#### DOCUMENT EXCERPT ####

*BSD News Article 9437


Return to BSD News archive

Received: by minnie.vk1xwt.ampr.org with NNTP
	id AA5767 ; Fri, 01 Jan 93 01:55:14 EST
Path: sserve!manuel.anu.edu.au!munnari.oz.au!uunet!not-for-mail
From: avg@rodan.UU.NET (Vadim Antonov)
Newsgroups: comp.unix.bsd
Subject: Re: Dumb Americans (was INTERNATIONALIZATION: JAPAN, FAR EAST)
Date: 30 Dec 1992 17:48:04 -0500
Organization: UUNET Technologies Inc, Falls Church, VA
Lines: 97
Message-ID: <1ht8v4INNj7i@rodan.UU.NET>
References: <2564@titccy.cc.titech.ac.jp> <1992Dec30.010216.2550@nobeltech.se> <1992Dec30.061759.8690@fcom.cc.utah.edu>
NNTP-Posting-Host: rodan.uu.net
Keywords: Han Kanji Katakana Hirugana ISO10646 Unicode Codepages

In article <1992Dec30.061759.8690@fcom.cc.utah.edu> terry@cs.weber.edu (A Wizard of Earth C) writes:
>The "ugly thing Unicode does with asiatic languages" is exactly what it
>does with all other languages:  There is a single lexical assignment for
>for each possible glyph.
>....
>ADMITTED DRAWBACKS IN UNICODE:
>
>The fact that lexical order is not maintained for all existing character
>sets (NOTE: NO CURRENT OR PROPOSED STANDARD SUPPORTS THIS IDEA!) means that
>a direct arithmatic translation is not possible for...

It means that:

1) "mechanistic" conversion between upper and lower case
   is impossible (as well as case-insensitive comparisons)

   Example:     Latin  T -> t
		Cyrillic T -> m
		Greek T -> ?

   This property alone renders Unicode useless for any business
   applications.

2) there is no trivial way to sort anything.
   An elementary sort program will require access to enormous
   tables for all possible languages.

   English: A B C D E ... T ...
   Russian: A .. B ... E ... C T ...

3) there is no reasonable way to do hyphenation.
   Since there is no way to tell language from the text there
   is no way to do any reasonable attempts to hyphenate.
   [OX - which language this word is from]?

   Good-bye wordprocessors and formatters?

4) "the similar gliphs" in Unicode are often SLIGHTLY different
   typographical gliphs -- everybody who ever dealt with international
   publishing knows that fonts are designed as a WHOLE and every
   letter is designed with all others in mind -- i.e. X in Cyrillic
   is NOT the same X as Latin even if the fonts are variations of
   the same style. I'd wish you to see how ugly the Russian
   texts prited on American desktop publishing systems with
   "few characters added" are.

   In reality it means that Unicode is not a solution for
   typesetting.

Having unique glyphs works ONLY WITHIN a group of languages
which are based on variations of a single alphabet with
non-conflicting alphabetical ordering and sets of
vowels. You can do that for European languages.
An attempt to do it for different groups (like Cyrillic and Latin)
is disastrous at best -- we already tried is and finally came to
the encodings with two absolutely separate alphabets.

#### SUPPLIED ENTRIES ####

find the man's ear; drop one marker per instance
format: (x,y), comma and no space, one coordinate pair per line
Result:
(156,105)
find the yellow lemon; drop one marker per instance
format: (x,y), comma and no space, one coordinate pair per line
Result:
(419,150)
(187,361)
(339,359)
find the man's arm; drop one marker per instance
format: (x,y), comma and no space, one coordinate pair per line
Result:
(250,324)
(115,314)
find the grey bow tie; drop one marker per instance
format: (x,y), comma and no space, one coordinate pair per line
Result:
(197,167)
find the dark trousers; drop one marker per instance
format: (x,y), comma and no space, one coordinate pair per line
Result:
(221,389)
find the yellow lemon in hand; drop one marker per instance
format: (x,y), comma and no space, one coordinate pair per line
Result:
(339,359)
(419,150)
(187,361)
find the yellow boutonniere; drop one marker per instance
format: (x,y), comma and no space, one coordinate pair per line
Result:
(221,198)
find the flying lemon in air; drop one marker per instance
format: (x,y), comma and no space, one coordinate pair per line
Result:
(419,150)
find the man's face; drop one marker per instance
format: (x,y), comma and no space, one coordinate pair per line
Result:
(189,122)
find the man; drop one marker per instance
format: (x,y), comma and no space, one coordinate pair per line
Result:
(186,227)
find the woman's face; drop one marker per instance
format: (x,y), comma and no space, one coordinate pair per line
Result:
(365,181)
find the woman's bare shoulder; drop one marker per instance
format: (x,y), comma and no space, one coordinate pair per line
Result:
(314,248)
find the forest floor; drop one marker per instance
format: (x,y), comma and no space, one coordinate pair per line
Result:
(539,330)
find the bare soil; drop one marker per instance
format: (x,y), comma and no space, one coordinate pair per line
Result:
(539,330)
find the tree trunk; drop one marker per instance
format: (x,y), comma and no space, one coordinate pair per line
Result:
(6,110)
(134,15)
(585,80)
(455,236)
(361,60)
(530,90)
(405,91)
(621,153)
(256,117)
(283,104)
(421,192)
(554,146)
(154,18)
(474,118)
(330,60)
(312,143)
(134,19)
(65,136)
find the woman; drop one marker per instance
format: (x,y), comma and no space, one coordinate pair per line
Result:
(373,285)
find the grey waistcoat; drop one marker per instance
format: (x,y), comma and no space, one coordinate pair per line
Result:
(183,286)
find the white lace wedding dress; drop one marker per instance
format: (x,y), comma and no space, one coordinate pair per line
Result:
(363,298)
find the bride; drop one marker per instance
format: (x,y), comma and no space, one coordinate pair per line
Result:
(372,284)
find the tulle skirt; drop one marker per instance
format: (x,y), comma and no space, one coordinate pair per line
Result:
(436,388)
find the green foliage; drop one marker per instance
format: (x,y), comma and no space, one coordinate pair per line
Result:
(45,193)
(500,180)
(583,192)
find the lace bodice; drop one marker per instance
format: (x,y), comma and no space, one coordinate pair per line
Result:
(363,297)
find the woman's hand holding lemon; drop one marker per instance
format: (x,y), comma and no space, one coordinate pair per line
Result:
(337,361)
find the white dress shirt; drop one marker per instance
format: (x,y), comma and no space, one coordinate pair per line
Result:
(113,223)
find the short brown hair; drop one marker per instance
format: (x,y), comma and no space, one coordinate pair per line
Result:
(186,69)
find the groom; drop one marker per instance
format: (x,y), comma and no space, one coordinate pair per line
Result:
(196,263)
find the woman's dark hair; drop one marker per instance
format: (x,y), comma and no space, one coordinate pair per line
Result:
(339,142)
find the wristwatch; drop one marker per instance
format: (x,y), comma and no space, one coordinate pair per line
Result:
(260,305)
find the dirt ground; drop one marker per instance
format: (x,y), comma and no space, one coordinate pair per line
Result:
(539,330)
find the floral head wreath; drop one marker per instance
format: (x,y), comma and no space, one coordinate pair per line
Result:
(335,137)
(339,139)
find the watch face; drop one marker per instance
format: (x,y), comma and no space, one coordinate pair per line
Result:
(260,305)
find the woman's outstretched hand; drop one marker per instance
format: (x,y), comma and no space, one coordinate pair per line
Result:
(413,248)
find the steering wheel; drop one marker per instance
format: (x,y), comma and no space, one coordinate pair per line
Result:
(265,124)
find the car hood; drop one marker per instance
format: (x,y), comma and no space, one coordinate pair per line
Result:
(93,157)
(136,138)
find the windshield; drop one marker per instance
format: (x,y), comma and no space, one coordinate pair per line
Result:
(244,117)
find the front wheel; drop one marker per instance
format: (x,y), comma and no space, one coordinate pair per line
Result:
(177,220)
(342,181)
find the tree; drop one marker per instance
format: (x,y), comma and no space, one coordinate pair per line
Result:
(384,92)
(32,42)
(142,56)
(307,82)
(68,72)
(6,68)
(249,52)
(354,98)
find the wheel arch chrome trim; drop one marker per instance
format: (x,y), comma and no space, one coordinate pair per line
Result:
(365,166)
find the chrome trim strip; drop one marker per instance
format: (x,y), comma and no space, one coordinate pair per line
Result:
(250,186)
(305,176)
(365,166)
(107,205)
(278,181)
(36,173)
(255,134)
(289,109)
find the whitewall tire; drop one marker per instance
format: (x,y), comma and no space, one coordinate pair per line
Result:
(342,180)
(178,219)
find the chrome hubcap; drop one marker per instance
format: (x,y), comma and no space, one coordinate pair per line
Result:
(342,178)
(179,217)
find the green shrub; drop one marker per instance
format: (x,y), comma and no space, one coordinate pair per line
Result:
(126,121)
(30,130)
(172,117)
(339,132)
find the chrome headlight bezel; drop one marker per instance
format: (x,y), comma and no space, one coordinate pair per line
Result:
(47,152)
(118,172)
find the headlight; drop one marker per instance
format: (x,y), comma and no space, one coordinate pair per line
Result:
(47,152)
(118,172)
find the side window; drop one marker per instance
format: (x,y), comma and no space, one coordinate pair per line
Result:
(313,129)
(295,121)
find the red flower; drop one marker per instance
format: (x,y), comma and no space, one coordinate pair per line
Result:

####

SHORT PROBLEM. Write out the Unicode post word for word, from "In reality it" to "for European languages.".

EXPECTED ANSWER.
In reality it means that Unicode is not a solution for
   typesetting.

Having unique glyphs works ONLY WITHIN a group of languages
which are based on variations of a single alphabet with
non-conflicting alphabetical ordering and sets of
vowels. You can do that for European languages.